* START LISTED RECORDS *
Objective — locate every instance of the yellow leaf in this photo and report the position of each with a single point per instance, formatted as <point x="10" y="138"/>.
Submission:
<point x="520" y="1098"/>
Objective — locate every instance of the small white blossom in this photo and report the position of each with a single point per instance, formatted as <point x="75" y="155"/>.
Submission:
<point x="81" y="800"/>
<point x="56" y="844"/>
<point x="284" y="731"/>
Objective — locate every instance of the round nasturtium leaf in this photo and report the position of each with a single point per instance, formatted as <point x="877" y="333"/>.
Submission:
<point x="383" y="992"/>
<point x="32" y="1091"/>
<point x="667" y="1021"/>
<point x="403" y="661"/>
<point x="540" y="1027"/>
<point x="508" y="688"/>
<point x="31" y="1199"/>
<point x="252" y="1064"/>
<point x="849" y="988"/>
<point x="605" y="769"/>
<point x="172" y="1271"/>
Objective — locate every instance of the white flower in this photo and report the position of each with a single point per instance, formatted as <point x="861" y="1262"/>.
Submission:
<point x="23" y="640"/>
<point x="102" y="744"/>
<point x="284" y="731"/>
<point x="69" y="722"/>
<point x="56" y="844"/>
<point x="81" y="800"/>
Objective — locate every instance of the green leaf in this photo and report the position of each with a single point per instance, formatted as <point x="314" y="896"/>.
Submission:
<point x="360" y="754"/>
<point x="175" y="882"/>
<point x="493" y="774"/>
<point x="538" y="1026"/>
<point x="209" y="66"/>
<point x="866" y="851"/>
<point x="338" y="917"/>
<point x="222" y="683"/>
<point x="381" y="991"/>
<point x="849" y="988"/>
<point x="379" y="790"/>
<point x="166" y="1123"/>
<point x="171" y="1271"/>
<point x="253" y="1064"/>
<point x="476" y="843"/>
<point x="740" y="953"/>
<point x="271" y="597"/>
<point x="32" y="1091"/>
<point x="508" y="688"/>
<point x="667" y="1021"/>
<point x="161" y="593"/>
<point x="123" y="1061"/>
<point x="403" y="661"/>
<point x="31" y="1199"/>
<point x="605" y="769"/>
* END LISTED RECORDS *
* **STATED PROBLEM**
Reproduce all of the data above, line for line, without changing anything.

* **FINAL RESULT**
Objective — locate every instance of the yellow leaf in this photo and report the position of each with a single point per instance, formatted as <point x="10" y="138"/>.
Submission:
<point x="520" y="1098"/>
Objective — locate every instance of the small white blossom in this photo and report the position of each with a single point per instance, formatted as <point x="75" y="155"/>.
Submission:
<point x="81" y="800"/>
<point x="56" y="844"/>
<point x="284" y="731"/>
Objective — locate every instance of the round nasturtium leaf in this photo and report the position of each with a single point per instance, formatted as <point x="877" y="333"/>.
Submission:
<point x="383" y="992"/>
<point x="32" y="1091"/>
<point x="667" y="1021"/>
<point x="403" y="661"/>
<point x="540" y="1027"/>
<point x="508" y="688"/>
<point x="31" y="1199"/>
<point x="252" y="1064"/>
<point x="849" y="988"/>
<point x="605" y="769"/>
<point x="172" y="1271"/>
Objective — locate every instance of the white flower in this photo and report the position of each with a single point per instance, formatted as <point x="861" y="1262"/>.
Submission:
<point x="23" y="640"/>
<point x="102" y="744"/>
<point x="284" y="731"/>
<point x="69" y="722"/>
<point x="56" y="844"/>
<point x="81" y="800"/>
Objective — locate every instance of the green leaf in this photo and report the position of each with a single point per instance, formatted as <point x="314" y="896"/>.
Submission:
<point x="360" y="754"/>
<point x="175" y="882"/>
<point x="493" y="774"/>
<point x="538" y="1026"/>
<point x="209" y="66"/>
<point x="866" y="851"/>
<point x="338" y="917"/>
<point x="222" y="683"/>
<point x="381" y="991"/>
<point x="849" y="988"/>
<point x="379" y="790"/>
<point x="166" y="1123"/>
<point x="171" y="1271"/>
<point x="253" y="1064"/>
<point x="476" y="843"/>
<point x="740" y="953"/>
<point x="271" y="597"/>
<point x="32" y="1091"/>
<point x="508" y="688"/>
<point x="667" y="1021"/>
<point x="161" y="593"/>
<point x="123" y="1061"/>
<point x="403" y="661"/>
<point x="31" y="1199"/>
<point x="605" y="769"/>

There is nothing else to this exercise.